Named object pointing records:
* * * * * * * * *

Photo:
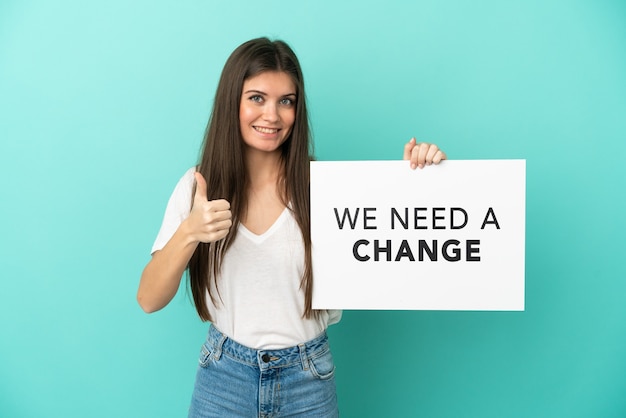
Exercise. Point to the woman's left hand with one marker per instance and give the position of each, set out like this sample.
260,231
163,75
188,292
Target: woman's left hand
422,154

* * * * * * * * *

== What to work on ==
Repeat these records word for word, leaving out the pictures.

== Full output ==
Photo:
Exercise. Point to the woman's left hand with one marker per instance and give the position of each, set out like this sample.
260,231
163,75
188,292
Target: woman's left hand
422,154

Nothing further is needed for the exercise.